Records for the exercise Block Start

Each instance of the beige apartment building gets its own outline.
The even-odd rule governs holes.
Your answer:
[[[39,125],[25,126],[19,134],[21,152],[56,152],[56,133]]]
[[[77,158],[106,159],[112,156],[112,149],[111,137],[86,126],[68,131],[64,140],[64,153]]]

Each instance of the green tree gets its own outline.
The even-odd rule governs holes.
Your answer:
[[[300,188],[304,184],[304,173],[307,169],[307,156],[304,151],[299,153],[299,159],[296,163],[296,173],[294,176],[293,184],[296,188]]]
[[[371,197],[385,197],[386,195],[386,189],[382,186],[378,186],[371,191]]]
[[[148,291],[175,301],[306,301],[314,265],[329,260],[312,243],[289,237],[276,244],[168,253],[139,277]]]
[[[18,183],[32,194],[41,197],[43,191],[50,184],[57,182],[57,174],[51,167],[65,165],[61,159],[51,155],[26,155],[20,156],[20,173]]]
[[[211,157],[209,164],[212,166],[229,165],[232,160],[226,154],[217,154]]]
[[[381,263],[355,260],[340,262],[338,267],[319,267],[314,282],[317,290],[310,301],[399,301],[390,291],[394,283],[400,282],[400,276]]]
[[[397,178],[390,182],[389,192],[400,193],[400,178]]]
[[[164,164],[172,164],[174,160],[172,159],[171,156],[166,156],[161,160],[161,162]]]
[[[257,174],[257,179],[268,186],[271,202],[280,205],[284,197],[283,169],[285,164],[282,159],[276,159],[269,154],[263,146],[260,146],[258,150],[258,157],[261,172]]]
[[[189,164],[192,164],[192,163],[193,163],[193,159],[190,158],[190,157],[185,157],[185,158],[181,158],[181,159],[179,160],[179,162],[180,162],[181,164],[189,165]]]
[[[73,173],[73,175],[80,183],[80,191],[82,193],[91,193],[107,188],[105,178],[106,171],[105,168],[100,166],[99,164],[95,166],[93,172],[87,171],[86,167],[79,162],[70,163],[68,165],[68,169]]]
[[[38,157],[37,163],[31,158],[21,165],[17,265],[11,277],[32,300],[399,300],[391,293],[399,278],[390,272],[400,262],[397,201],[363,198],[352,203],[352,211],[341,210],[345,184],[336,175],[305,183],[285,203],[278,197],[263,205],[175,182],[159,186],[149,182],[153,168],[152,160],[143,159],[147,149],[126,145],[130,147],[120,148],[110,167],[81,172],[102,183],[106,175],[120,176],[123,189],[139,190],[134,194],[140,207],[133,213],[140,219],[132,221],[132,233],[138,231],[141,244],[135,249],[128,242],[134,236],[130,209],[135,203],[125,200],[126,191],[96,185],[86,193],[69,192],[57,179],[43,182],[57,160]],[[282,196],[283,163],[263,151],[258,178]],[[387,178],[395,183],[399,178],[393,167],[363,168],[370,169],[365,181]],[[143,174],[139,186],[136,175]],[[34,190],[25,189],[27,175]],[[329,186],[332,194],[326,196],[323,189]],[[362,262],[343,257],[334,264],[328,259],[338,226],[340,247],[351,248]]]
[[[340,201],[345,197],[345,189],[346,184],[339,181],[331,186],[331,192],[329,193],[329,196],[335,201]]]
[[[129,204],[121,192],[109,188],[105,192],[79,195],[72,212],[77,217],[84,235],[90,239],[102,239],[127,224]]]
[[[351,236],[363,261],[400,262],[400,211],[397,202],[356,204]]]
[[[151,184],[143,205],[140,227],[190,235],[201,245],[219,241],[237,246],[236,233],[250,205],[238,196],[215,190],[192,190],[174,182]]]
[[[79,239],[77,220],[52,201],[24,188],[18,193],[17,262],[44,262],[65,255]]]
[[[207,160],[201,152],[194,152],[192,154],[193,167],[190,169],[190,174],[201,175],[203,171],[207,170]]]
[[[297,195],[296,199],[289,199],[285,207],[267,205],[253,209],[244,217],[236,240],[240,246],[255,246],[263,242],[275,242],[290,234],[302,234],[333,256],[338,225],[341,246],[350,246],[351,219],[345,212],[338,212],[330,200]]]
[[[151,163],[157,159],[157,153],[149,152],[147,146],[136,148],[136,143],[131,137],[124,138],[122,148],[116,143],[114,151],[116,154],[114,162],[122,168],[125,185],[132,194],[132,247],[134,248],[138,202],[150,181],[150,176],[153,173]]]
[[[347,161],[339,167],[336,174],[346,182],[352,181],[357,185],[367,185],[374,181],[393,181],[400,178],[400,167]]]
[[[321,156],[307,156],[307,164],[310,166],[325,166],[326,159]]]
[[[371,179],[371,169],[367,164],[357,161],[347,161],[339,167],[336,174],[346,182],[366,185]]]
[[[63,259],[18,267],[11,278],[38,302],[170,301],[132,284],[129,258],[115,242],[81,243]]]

Records for the exercise Block End

◆ **What the task asks**
Exact reproduction of the entire listing is required.

◆ **Your solution**
Each instance of the beige apartment building gets its own outline.
The even-odd rule governs holes.
Your answer:
[[[39,125],[25,126],[19,134],[21,152],[56,152],[56,133]]]
[[[77,158],[106,159],[112,156],[112,149],[111,137],[86,126],[68,131],[64,140],[64,153]]]

Each instance of the green tree gets its own outline.
The even-odd rule governs holes.
Your answer:
[[[300,188],[304,184],[304,173],[307,169],[307,156],[304,151],[299,153],[299,159],[296,163],[296,173],[294,176],[293,184],[296,188]]]
[[[371,197],[385,197],[386,195],[386,189],[382,186],[378,186],[371,191]]]
[[[148,291],[175,301],[306,301],[314,265],[329,260],[312,243],[289,237],[276,244],[168,253],[139,277]]]
[[[18,183],[32,194],[41,197],[43,191],[50,184],[57,182],[57,174],[51,167],[65,165],[61,159],[51,155],[26,155],[20,156],[20,173]]]
[[[211,157],[209,164],[212,166],[229,165],[232,160],[226,154],[217,154]]]
[[[381,263],[355,260],[340,262],[338,267],[319,267],[314,282],[317,290],[310,301],[399,301],[390,291],[394,283],[400,282],[400,276]]]
[[[397,178],[390,182],[389,192],[400,193],[400,178]]]
[[[164,164],[172,164],[174,160],[172,159],[171,156],[166,156],[161,160],[161,162]]]
[[[257,174],[257,179],[268,186],[271,202],[280,205],[284,197],[283,169],[285,164],[282,159],[276,159],[269,154],[263,146],[260,146],[258,150],[258,157],[261,172]]]
[[[189,164],[192,164],[192,163],[193,163],[193,159],[190,158],[190,157],[185,157],[185,158],[181,158],[181,159],[179,160],[179,162],[180,162],[181,164],[189,165]]]
[[[73,173],[73,175],[80,183],[80,191],[82,193],[91,193],[107,188],[105,178],[106,171],[105,168],[100,166],[99,164],[95,166],[93,172],[87,171],[86,167],[79,162],[70,163],[68,165],[68,169]]]
[[[38,157],[37,163],[31,158],[21,165],[17,265],[11,277],[32,300],[399,300],[391,293],[399,278],[390,272],[400,262],[397,201],[363,198],[352,203],[352,211],[341,210],[345,184],[336,175],[305,183],[285,203],[278,197],[263,205],[175,182],[159,186],[149,182],[153,168],[152,160],[143,159],[147,149],[126,145],[130,147],[120,148],[110,167],[81,172],[102,183],[106,175],[120,176],[123,189],[139,190],[134,194],[140,207],[133,213],[140,219],[132,221],[132,233],[138,231],[141,244],[135,249],[128,242],[134,236],[130,209],[135,203],[125,200],[126,191],[96,185],[86,193],[69,192],[57,179],[43,182],[57,160]],[[282,196],[283,163],[263,151],[258,178]],[[387,178],[395,183],[399,178],[393,167],[363,168],[370,169],[365,181]],[[143,174],[139,186],[136,175]],[[34,190],[25,189],[27,175]],[[329,186],[332,194],[326,196],[323,189]],[[362,262],[343,257],[334,264],[328,259],[338,226],[340,247],[351,248]]]
[[[340,201],[345,197],[345,189],[346,184],[339,181],[331,186],[331,192],[329,193],[329,196],[335,201]]]
[[[129,204],[121,192],[109,188],[105,192],[79,195],[72,212],[77,217],[84,235],[90,239],[102,239],[127,224]]]
[[[351,236],[363,261],[400,262],[400,211],[397,202],[356,204]]]
[[[151,184],[143,205],[140,227],[190,235],[201,245],[219,241],[237,246],[236,233],[250,205],[238,196],[215,190],[192,190],[174,182]]]
[[[79,239],[77,220],[52,201],[24,188],[18,193],[17,262],[44,262],[65,255]]]
[[[207,160],[201,152],[194,152],[192,154],[193,167],[190,169],[190,174],[201,175],[203,171],[207,170]]]
[[[297,195],[296,199],[289,199],[285,207],[267,205],[253,209],[244,217],[236,240],[240,246],[255,246],[263,242],[275,242],[290,234],[302,234],[333,256],[338,225],[341,246],[350,246],[351,219],[345,212],[338,212],[330,200]]]
[[[151,163],[157,159],[157,153],[149,152],[147,146],[136,148],[136,143],[131,137],[124,138],[122,148],[116,143],[114,151],[116,154],[114,162],[122,168],[125,185],[132,194],[132,247],[134,248],[138,202],[150,181],[150,176],[153,173]]]
[[[347,161],[339,167],[336,174],[346,182],[352,181],[357,185],[367,185],[374,181],[393,181],[400,178],[400,167]]]
[[[321,156],[307,156],[307,164],[310,166],[325,166],[326,159]]]
[[[371,179],[371,169],[367,164],[357,161],[347,161],[339,167],[336,174],[346,182],[366,185]]]
[[[63,259],[18,267],[11,278],[38,302],[170,301],[132,284],[129,258],[115,242],[81,243]]]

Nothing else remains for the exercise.